→ Text section
* BEGIN *

As temperatures rise throughout the summer months, it’s even more important to pay attention to air quality in the metro, says Karen Clawson, air quality program manager for the Mid-America Regional Council (MARC).

“When we get stretches of hot weather where we don’t have wind, especially when we don’t have a lot of moisture content, that’s when you start seeing ozone pollution accumulate,” she says. “Ozone really has a negative impact on health. For most people breathing in ozone is an irritant—so you may have a scratchy throat or some coughing. But for small children, older adults, or people who have chronic conditions, it can cause significant health impacts.”

Luckily, MARC’s air quality program, AirQ, provides Kansas Citians with resources that can alert the community on dangerous ozone levels and helps local businesses, schools, and consumers understand the importance of clean air and the simple steps we can take to improve the region’s air quality.

Ozone in the Kansas City area

During hot summer days, chemicals from emissions react in sunlight to create ozone pollution that makes it difficult for the lungs to absorb oxygen.

“For a long time—mostly in the 70s, 80s and 90s—we had issues with air quality in Kansas City where ozone levels were high enough that they were consistently causing health problems, and we were violating EPA standards put in place to keep ozone levels down,” says Clawson. “Since then, we’ve become very proactive and used a variety of voluntary strategies to reduce pollution. We’ve successfully achieved compliance, but we remain very close to the air quality standard. In Kansas City today, we’re doing okay, but that makes the voluntary things we can do to keep the region’s air clean even more important—especially in the summers.”

MARC tracks regional air quality and issues a daily SkyCast forecast from March through October indexing daily air quality on a scale of good to unhealthy. They issue an ozone alert that warns of unsafe ozone levels when necessary. To keep up with the daily SkyCast visit AirQKC.org, follow AirQKC on Twitter, or watch for the SkyCast in daily weather reports.

By spreading awareness about air quality and encouraging action at individual, community and regionwide levels, MARC’s AirQ has helped the Kansas City region minimize the number of days the metro experience days with unhealthy levels of ozone pollution. 

Four Ways to Do Your Part

In the Kansas City region, cars and trucks on the road and emissions from industrial and utility plants contribute most to unhealthy ozone.

* END *

→ Collected data
* BEGIN *

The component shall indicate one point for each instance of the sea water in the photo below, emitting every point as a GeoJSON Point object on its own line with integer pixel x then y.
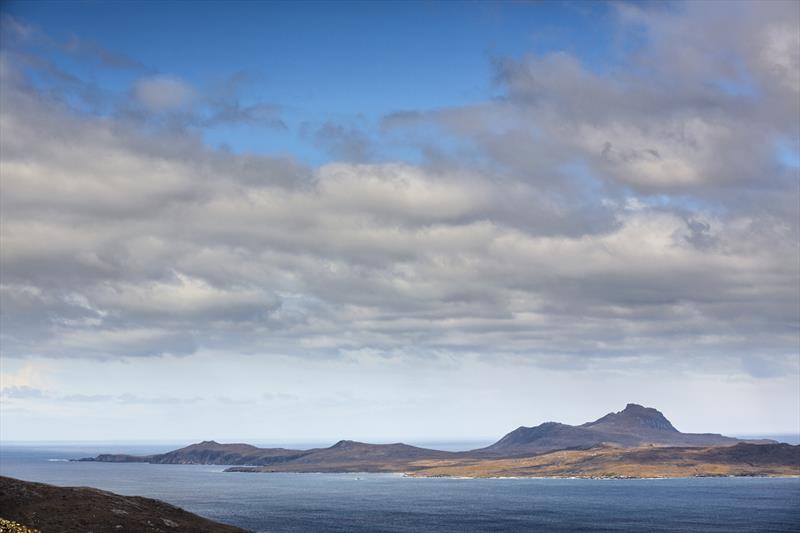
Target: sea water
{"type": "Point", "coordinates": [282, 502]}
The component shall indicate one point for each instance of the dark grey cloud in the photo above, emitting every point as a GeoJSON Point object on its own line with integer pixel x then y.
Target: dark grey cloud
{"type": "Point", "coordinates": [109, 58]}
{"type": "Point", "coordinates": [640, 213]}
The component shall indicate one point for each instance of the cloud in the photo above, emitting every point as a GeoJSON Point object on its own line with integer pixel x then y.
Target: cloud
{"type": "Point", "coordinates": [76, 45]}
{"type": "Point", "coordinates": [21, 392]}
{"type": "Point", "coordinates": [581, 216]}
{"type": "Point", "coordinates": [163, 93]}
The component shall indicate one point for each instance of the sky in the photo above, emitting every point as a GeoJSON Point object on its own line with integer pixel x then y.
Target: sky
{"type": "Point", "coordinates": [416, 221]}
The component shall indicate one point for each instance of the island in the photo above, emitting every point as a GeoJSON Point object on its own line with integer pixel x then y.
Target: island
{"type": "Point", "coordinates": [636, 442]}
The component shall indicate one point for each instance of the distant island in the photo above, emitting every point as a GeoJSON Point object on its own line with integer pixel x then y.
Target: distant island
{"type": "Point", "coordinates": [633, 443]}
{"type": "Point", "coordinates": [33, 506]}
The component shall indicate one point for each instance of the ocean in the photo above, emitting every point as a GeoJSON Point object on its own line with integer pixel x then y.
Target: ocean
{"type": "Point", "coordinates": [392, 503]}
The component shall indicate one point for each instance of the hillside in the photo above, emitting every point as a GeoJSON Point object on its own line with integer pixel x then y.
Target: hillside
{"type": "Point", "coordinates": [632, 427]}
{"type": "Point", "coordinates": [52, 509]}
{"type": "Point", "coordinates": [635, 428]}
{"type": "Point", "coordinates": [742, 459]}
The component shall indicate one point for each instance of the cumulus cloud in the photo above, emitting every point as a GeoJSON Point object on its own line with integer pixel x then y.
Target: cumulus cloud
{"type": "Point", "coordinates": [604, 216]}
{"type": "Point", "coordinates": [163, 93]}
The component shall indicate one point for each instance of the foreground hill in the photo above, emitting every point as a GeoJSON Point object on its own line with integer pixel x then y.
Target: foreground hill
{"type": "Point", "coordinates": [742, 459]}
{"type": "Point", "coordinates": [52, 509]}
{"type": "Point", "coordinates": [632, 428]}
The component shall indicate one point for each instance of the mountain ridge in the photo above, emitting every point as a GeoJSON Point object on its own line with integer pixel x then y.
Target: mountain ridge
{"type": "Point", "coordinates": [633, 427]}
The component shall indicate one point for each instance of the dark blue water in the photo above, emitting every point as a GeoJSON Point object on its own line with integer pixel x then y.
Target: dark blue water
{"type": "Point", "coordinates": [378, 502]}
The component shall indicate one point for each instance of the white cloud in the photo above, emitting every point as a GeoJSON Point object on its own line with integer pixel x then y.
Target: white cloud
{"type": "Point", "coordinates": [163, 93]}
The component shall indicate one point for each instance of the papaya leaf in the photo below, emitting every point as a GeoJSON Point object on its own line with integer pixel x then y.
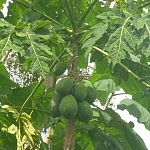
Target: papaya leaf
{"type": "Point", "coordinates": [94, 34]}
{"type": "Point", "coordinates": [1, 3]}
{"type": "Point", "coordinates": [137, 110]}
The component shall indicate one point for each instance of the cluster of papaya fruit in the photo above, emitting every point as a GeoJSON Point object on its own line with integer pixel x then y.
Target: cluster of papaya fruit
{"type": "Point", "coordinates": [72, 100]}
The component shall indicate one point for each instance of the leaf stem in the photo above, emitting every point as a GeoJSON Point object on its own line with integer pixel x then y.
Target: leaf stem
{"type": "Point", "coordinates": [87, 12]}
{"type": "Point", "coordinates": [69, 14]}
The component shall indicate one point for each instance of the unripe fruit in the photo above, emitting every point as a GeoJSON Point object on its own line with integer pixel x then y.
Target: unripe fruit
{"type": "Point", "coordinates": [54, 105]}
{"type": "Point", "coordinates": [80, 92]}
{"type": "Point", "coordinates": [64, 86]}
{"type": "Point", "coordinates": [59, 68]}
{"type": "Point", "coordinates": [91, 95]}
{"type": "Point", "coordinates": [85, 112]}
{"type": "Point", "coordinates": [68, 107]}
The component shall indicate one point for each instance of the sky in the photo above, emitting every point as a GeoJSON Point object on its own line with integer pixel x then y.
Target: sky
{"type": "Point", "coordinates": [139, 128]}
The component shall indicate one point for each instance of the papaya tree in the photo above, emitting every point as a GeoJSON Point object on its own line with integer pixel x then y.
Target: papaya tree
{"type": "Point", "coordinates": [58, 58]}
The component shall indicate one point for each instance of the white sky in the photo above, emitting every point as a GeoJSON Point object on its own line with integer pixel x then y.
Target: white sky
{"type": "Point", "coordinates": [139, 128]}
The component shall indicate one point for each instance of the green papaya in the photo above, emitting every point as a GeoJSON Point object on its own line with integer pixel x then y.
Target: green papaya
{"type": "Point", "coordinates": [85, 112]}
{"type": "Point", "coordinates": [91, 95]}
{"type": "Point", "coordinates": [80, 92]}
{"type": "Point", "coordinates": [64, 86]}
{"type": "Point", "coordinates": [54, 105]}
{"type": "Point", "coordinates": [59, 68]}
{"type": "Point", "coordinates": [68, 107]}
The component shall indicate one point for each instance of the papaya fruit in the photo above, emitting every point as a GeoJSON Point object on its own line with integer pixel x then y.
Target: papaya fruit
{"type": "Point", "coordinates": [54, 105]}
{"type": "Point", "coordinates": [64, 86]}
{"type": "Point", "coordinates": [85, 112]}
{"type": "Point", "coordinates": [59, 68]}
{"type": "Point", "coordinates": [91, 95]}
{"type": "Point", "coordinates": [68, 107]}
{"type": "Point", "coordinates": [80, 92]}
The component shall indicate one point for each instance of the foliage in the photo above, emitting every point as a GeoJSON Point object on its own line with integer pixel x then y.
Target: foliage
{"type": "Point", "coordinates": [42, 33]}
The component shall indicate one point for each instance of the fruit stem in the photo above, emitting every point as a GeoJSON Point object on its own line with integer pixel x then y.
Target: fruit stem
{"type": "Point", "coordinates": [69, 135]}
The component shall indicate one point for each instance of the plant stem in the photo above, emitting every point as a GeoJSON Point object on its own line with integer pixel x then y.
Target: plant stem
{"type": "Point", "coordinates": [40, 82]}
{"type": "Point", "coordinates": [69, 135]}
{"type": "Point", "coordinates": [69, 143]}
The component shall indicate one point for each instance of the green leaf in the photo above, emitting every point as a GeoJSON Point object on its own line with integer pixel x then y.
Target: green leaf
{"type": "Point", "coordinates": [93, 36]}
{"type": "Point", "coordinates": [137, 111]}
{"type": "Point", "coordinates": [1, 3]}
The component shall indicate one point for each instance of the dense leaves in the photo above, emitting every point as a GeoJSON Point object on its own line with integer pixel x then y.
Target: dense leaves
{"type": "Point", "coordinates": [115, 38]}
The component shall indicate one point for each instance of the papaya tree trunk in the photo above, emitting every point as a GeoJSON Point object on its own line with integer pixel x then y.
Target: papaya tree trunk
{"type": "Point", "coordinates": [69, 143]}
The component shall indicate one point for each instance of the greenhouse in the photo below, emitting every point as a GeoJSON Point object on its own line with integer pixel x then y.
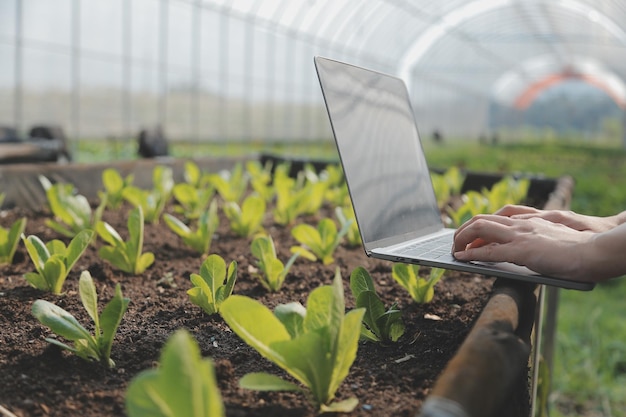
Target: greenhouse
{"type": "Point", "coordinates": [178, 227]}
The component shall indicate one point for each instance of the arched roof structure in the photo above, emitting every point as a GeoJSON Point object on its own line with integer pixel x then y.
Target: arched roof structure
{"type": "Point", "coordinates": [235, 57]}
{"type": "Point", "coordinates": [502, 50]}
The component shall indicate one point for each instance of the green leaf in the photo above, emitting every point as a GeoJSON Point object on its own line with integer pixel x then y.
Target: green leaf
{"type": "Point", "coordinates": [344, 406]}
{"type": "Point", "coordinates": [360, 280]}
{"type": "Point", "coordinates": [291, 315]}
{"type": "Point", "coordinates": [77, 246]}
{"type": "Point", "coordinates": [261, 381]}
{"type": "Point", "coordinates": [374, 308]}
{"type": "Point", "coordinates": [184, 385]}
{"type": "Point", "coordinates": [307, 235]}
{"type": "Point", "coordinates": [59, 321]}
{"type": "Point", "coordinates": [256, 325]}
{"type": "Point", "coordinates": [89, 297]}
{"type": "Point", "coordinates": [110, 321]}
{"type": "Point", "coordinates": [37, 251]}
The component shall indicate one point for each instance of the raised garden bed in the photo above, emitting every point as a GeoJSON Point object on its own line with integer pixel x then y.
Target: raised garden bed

* END *

Pick up the Kansas City air quality article right after its last sentence, and keep writing it in the same style.

→ Answer below
Here’s what you can do to help:

Limit Personal Driving
Clawson puts the largest emphasis on limiting how much you’re driving alone in your personal automobile. Try to limit the number of trips you have to take by carpooling or trip-chaining—this is where instead of running errands multiple times during the week, figure out how you can do them efficiently all at once to limit how much travel you’re doing. If you live in an area with good access to public transportation, biking paths, or sidewalks, take advantage of those options too.

Limit Energy Use
Conserve energy at home and reduce emissions from local power plants by ensuring lights that you don’t need are turned off and unplugging appliances that aren’t in use. A great way to conserve energy—especially on hot days—is to turn your thermostat up. Clawson says turning up the thermostat just a degree or two from where you normally keep it can make a big difference.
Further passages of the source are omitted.